§ **AIM OF THE TASK**:
Reproduce exactly, and only, the lines running from the start of the entries below to the line containing "Put a marker on each instance of the dark".

Source data

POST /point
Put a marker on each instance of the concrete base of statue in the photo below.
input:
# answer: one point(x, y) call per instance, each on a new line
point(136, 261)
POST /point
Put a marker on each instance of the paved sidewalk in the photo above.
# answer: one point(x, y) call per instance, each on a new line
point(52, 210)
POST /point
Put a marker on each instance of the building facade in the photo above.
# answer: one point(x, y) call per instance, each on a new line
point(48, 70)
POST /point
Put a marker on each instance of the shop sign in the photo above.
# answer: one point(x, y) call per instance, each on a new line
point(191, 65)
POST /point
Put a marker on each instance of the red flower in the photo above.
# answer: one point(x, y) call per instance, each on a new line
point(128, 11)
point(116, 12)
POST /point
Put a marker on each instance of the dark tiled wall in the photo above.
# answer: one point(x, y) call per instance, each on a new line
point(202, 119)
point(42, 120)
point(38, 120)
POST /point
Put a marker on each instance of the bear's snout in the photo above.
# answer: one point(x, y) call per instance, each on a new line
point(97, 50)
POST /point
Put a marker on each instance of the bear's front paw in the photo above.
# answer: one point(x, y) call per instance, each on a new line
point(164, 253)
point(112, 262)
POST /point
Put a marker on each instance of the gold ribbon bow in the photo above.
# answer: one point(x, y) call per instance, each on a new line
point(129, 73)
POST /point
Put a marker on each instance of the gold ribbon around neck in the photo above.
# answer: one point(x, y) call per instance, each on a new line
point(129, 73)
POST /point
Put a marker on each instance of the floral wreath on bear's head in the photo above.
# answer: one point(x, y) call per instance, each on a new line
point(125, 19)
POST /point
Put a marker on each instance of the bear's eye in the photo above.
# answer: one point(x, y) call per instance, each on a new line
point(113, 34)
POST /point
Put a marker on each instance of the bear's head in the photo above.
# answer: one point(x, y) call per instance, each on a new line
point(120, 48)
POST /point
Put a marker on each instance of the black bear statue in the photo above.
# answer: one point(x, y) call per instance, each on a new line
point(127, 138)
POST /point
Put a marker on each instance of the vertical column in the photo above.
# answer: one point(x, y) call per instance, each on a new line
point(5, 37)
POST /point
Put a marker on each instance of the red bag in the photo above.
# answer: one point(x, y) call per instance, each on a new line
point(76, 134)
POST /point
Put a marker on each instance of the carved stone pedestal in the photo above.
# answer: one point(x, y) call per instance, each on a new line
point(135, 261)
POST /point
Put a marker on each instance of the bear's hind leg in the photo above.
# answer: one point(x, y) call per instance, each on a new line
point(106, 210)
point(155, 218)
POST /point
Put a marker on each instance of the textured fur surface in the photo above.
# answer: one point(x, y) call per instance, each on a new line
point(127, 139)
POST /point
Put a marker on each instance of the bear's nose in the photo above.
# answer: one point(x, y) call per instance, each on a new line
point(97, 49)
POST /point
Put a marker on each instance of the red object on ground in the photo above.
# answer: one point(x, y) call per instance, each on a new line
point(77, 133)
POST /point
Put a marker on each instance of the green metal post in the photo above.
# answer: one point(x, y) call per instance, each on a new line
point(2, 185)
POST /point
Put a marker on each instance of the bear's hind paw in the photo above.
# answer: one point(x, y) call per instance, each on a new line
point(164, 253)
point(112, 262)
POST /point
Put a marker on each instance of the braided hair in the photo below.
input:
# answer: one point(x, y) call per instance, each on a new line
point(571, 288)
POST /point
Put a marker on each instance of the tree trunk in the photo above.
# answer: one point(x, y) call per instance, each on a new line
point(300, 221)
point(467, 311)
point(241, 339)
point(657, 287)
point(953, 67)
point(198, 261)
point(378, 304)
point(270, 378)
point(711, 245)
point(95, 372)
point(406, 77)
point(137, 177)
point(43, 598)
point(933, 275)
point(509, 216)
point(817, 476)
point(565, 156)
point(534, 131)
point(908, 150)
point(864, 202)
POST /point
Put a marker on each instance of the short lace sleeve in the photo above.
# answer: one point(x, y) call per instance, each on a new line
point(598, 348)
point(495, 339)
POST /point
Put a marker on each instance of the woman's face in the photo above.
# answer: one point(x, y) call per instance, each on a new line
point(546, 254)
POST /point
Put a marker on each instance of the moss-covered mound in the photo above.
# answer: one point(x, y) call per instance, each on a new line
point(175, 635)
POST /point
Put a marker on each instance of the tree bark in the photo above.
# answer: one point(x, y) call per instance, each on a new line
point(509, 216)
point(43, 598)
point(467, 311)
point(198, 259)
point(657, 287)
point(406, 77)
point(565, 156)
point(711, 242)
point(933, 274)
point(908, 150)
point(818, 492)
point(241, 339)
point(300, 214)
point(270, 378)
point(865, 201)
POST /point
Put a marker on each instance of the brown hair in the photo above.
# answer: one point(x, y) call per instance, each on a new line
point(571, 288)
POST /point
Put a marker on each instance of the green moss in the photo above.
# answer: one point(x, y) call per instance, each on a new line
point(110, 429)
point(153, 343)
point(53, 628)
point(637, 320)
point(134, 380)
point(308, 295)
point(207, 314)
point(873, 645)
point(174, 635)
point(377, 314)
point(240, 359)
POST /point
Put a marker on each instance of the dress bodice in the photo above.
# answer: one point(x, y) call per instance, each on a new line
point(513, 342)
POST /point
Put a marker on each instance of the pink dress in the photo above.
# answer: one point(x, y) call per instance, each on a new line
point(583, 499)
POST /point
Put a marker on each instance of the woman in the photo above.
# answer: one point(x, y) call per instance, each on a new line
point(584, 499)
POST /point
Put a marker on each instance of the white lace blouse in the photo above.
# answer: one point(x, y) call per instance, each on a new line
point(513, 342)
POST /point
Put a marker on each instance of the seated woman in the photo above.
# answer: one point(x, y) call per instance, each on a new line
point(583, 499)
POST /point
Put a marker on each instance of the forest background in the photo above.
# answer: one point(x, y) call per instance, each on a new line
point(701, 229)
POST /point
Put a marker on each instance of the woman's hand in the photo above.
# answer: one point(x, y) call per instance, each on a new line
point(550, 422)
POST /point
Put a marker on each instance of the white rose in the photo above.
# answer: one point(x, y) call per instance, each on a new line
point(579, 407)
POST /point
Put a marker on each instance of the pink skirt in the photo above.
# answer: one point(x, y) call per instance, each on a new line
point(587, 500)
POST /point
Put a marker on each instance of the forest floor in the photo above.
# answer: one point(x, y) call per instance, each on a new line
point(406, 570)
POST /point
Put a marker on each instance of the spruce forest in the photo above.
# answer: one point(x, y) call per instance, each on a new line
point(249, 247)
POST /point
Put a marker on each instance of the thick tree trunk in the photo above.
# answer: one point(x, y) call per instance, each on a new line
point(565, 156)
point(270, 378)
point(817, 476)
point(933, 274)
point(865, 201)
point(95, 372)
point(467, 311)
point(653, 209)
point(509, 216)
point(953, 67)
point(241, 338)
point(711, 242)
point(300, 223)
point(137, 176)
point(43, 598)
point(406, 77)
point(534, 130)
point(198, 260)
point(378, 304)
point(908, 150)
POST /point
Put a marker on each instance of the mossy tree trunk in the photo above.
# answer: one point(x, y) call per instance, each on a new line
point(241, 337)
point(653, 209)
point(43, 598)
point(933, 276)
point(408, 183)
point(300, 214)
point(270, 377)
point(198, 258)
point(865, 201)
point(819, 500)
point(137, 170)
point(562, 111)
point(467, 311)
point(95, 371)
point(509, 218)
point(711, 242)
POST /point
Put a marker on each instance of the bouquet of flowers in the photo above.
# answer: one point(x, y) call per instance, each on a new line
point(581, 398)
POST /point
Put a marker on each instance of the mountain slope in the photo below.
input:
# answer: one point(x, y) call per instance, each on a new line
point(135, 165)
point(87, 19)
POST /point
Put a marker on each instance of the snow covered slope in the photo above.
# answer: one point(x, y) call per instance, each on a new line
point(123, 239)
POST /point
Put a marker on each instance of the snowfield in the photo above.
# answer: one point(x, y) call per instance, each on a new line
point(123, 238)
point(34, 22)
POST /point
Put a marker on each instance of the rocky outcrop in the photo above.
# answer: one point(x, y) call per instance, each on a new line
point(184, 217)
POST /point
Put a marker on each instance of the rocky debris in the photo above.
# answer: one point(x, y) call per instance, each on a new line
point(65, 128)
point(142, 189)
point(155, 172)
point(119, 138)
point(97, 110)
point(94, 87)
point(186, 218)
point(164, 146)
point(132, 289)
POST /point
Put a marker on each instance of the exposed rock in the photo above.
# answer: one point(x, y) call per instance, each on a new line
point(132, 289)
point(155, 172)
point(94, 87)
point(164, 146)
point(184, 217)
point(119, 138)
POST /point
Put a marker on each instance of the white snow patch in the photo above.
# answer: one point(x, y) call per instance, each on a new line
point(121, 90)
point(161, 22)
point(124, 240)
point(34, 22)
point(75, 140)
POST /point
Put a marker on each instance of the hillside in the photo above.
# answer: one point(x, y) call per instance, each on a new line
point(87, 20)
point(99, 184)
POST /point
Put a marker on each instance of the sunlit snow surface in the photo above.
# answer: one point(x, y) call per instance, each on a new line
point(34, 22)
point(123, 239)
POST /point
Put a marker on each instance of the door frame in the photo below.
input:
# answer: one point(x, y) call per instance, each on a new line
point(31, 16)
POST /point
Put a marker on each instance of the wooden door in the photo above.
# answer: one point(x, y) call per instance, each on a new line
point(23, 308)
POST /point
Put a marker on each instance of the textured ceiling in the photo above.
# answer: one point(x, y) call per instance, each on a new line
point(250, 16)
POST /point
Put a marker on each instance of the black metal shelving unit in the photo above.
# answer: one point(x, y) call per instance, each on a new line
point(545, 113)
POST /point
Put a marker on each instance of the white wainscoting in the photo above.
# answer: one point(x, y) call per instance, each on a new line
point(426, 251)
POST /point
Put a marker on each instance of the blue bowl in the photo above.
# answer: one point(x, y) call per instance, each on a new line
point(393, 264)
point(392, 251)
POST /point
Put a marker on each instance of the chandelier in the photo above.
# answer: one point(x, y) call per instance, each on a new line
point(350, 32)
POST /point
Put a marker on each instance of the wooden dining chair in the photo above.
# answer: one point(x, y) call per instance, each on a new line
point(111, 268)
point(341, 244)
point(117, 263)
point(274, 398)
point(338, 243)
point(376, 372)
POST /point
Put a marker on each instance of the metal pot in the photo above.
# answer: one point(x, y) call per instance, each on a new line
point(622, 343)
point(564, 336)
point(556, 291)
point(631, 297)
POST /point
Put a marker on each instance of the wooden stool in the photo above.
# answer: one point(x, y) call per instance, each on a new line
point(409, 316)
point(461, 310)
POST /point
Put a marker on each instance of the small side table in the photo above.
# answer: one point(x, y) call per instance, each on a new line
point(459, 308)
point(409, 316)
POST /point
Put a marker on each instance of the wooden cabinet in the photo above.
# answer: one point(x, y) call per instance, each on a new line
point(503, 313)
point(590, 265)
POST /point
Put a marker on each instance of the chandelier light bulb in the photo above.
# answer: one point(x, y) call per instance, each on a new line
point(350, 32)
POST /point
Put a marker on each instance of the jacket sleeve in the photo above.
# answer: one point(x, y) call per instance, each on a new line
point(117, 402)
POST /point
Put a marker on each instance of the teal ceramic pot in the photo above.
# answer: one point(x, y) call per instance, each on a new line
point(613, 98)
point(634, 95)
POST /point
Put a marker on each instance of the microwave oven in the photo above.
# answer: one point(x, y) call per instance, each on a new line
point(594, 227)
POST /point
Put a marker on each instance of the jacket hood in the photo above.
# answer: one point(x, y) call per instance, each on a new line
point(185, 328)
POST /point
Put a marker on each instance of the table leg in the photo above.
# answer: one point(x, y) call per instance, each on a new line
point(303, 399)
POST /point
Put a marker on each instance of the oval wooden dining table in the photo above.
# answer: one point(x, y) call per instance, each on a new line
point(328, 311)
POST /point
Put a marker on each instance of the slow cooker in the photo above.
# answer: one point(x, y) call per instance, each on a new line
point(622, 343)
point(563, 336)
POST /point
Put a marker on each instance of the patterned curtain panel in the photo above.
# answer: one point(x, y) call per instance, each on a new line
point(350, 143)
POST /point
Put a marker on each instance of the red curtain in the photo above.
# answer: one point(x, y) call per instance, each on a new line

§ **SOLUTION TO THIS EXERCISE**:
POST /point
Put a marker on each instance of the concrete base of statue in the photo below.
input:
# answer: one point(x, y) call per instance, each on a new line
point(136, 261)
POST /point
Put a marker on each instance of the paved sidewalk in the photo above.
# answer: one point(x, y) call per instance, each on a new line
point(52, 210)
POST /point
Put a marker on each instance of the building facade in the photo above.
# answer: one point(x, y) call per instance, each on a new line
point(48, 70)
POST /point
Put a marker on each instance of the shop sign in the photo above.
# answer: one point(x, y) call per instance, each on a new line
point(191, 65)
POST /point
Put a marker on each instance of the red flower in the photo above.
# answer: one point(x, y) call per instance, each on a new line
point(128, 11)
point(116, 12)
POST /point
Put a marker on each instance of the dark tiled wall in the photo above.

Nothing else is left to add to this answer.